### AUFGABE:
Nimm den Blogbeitrag über Androids wachsende Vormacht auf dem Smartphonemarkt nach seinem letzten Satz wieder auf und schreibe ihn weiter.

### DOKUMENT:
##########
Samstag, 18. August 2012

’Is Google's world domination plan working? I'd say yes.’

Wer sich für die Ausbreitung des Smartphones und die damit verbundenen Konflikte und Umwälzungen interessiert stößt irgendwann auf Tomi Ahonen, den meinungsstarken finnischen Analysten. Mag seine oft martialische Wortwahl (‘Smartphone Bloodbath’) auch nicht jedermanns Sache sein, seine sehr umfangreichen Betrachtungen sind allein schon deshalb lesenswert (wenn man sich wie gesagt für das Thema interessiert), weil sie das sonst dominante Thema der allgegenwärtigen Patentklagen zwischen den Herstellern kaum berühren.

In seiner vor ein paar Tagen veröffentlichen Analyse des Smartphonesmarktes im 2. Quartal 2012 zieht er wieder die schon bekannten Einschätzungen der großen Marktforschungsunternehmen zusammen, rührt angeblich ein paar geheime Informationsbrocken hinein und vergibt dann Schulnoten (Samsung bekommt ein A, Apple ein B-, Nokia ein F).

Da der Text wie gesagt den ganzen Patentkriegsirrsinn bei Seite lässt und auch die sonst unvermeidlichen Android/Google/Samsung vs. Apple/Microsoft Fanboy Statements vermeidet arbeitet er das eigentlich entscheidende Element besser heraus:

Die Frage, wer die Smartphone Welt in den nächsten Jahr(zehnt)en dominieren wird, wird gerade entschieden

Genauso wie sich vor 15 Jahren (oder schon länger?) Microsoft mit seinem Windows Betriebssystem als alles andere plattwalzende Plattform für das Personal Computing durchgesetzt hat, so scheint sich jetzt Android mit ähnlicher Macht durchzusetzen. Einige Zahlen drücken dies aus:

  • Der weltweite Marktanteil Androids bei neuverkauften Geräten lag bei knapp 67% 
  • Der Marktanteil ist in den letzten 6 Quartalen permanent gewachsen, selbst in Apples Rekordquartal.
  • Im letzten Quartal wurden jeden Tag durchschnittlich mehr als eine Million Android Geräte verkauft.
  • Samsung als größter Android Gerätehersteller hat Nokia und Apple weit hinter sich gelassen.
##########
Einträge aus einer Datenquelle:
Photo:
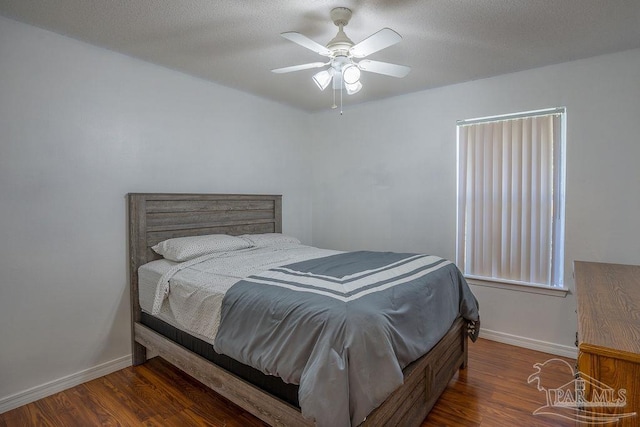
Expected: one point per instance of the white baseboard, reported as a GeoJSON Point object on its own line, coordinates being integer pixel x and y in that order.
{"type": "Point", "coordinates": [543, 346]}
{"type": "Point", "coordinates": [52, 387]}
{"type": "Point", "coordinates": [55, 386]}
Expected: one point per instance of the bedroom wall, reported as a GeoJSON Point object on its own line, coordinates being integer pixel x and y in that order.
{"type": "Point", "coordinates": [389, 180]}
{"type": "Point", "coordinates": [80, 127]}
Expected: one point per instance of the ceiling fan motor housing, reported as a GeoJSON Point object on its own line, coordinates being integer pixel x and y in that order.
{"type": "Point", "coordinates": [340, 44]}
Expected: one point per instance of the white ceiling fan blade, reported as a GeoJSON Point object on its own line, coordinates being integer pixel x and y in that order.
{"type": "Point", "coordinates": [375, 42]}
{"type": "Point", "coordinates": [385, 68]}
{"type": "Point", "coordinates": [305, 41]}
{"type": "Point", "coordinates": [299, 67]}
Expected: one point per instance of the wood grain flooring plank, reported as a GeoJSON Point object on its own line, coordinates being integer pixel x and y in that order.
{"type": "Point", "coordinates": [491, 392]}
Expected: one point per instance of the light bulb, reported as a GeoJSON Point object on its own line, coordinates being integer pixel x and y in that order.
{"type": "Point", "coordinates": [351, 74]}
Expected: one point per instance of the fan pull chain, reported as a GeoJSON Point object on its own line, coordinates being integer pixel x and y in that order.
{"type": "Point", "coordinates": [334, 106]}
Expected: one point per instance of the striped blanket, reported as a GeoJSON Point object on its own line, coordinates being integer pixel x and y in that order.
{"type": "Point", "coordinates": [344, 326]}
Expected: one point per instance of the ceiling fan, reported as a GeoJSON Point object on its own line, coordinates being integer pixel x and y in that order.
{"type": "Point", "coordinates": [345, 57]}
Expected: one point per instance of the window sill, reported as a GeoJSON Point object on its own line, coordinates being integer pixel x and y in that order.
{"type": "Point", "coordinates": [521, 287]}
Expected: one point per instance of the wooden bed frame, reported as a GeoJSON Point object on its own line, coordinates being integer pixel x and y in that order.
{"type": "Point", "coordinates": [155, 217]}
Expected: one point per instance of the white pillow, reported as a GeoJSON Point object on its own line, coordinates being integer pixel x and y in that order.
{"type": "Point", "coordinates": [270, 239]}
{"type": "Point", "coordinates": [185, 248]}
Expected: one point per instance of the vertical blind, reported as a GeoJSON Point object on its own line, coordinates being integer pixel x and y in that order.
{"type": "Point", "coordinates": [506, 198]}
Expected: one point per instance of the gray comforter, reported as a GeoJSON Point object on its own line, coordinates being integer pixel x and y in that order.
{"type": "Point", "coordinates": [343, 327]}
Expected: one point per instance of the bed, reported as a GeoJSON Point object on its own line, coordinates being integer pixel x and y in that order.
{"type": "Point", "coordinates": [153, 218]}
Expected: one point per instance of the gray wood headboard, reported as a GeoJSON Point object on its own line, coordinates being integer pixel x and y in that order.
{"type": "Point", "coordinates": [154, 217]}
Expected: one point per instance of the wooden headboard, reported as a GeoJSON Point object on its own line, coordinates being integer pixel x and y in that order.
{"type": "Point", "coordinates": [154, 217]}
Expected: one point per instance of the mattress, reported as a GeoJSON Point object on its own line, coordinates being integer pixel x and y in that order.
{"type": "Point", "coordinates": [196, 291]}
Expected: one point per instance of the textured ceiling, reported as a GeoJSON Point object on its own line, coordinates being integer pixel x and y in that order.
{"type": "Point", "coordinates": [236, 43]}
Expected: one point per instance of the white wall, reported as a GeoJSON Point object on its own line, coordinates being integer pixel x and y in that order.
{"type": "Point", "coordinates": [384, 178]}
{"type": "Point", "coordinates": [79, 128]}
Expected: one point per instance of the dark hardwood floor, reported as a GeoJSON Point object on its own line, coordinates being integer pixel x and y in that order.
{"type": "Point", "coordinates": [492, 391]}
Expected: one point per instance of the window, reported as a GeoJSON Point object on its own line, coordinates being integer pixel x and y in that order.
{"type": "Point", "coordinates": [510, 210]}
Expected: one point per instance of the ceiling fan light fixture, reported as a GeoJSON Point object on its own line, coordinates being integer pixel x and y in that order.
{"type": "Point", "coordinates": [322, 79]}
{"type": "Point", "coordinates": [351, 74]}
{"type": "Point", "coordinates": [352, 87]}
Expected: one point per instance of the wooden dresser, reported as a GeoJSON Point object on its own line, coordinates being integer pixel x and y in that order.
{"type": "Point", "coordinates": [608, 307]}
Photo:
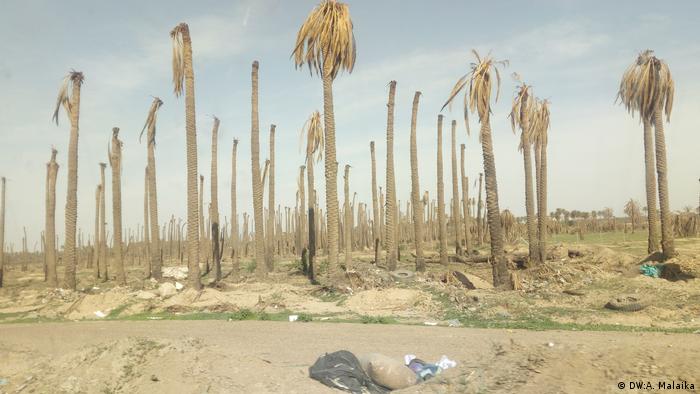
##########
### ANTWORT FOLGT:
[PS: Bevor jetzt wieder jemand die verkaufte vs. ausgelieferte Geräte Diskussion beginnen möchte: Das ist angesichts der Stückzahlen und des nun schon lange anhaltenden Wachstums völlig müßig.]

Widerstand scheint zwecklos

Angesichts dieser Zahlen wirken die Bemühungen von Apple die Android Gerätehersteller auf juristischem Wege zu stoppen eher lächerlich. Der Zug ist offenbar einfach abgefahren, vor allem da Apple mit seinen hochpreisigen Produkten nur einen kleinen Teil der Weltbevölkerung bedienen kann.

Da scheint es Microsoft fast ‘besser’ zu machen mit dem Einsammeln von Gebühren für einen großen Teil der verkauften Android Geräte. Auf diese Weise profitieren sie noch direkt vom Aufstieg Androids. Allerdings ist dies möglicherweise nur ein Trostpflaster für den Giganten aus Redmond, denn:

’...the Android OS will grow to exceed the total PC based Windows installed base as early as Q1 of 2014 !!!’

Wenn die Vorhersage von Ahonen stimmt, so könnte die Zahl der verwendeten Android Smartphones die Zahl der verwendeten Windows PCs bereits in wenig mehr als eineinhalb Jahren übertreffen. Und bis dahin wird eine Generation herangewachsen sein, die ihre ersten Schritte ins digitale Leben (welches sich für sie aber untrennbar mit dem RL vermischt haben wird) komplett über Smartphones absolviert hat. Und damit keinerlei Bindung an die Windows Welt mehr kennt.

Microsoft war im Gegensatz zu Google bisher nicht in der Lage seine Mobilplattform in nennenswerter Zahl an den Mann oder die Frau zu bringen und ob dies in Zukunft besser gelingt kann man wohl bezweifeln.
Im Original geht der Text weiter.